▸ Task item
Exactly as written, print each of the entries.

Content starts

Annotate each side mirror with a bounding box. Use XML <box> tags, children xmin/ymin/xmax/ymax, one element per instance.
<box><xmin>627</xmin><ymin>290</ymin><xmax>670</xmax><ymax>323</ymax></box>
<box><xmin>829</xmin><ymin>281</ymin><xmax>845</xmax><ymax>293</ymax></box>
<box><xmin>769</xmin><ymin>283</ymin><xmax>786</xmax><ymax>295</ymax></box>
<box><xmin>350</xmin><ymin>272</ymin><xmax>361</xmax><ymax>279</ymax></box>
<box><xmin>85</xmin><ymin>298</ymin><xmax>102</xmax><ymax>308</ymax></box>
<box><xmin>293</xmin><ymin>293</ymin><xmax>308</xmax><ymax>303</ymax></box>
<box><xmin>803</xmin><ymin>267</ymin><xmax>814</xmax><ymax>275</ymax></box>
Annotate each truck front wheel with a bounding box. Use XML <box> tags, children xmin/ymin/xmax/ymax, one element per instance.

Content ends

▸ Worked solution
Annotate each side mirror with a bounding box. Use XML <box> tags, children xmin/ymin/xmax/ymax, one element per instance.
<box><xmin>627</xmin><ymin>290</ymin><xmax>670</xmax><ymax>323</ymax></box>
<box><xmin>829</xmin><ymin>281</ymin><xmax>845</xmax><ymax>293</ymax></box>
<box><xmin>769</xmin><ymin>283</ymin><xmax>786</xmax><ymax>295</ymax></box>
<box><xmin>350</xmin><ymin>272</ymin><xmax>361</xmax><ymax>279</ymax></box>
<box><xmin>85</xmin><ymin>298</ymin><xmax>102</xmax><ymax>308</ymax></box>
<box><xmin>293</xmin><ymin>293</ymin><xmax>308</xmax><ymax>303</ymax></box>
<box><xmin>803</xmin><ymin>267</ymin><xmax>814</xmax><ymax>275</ymax></box>
Annotate each truck front wheel with a bounding box. Use XML <box> tags, children xmin/ymin/xmax/ymax, one element per instance.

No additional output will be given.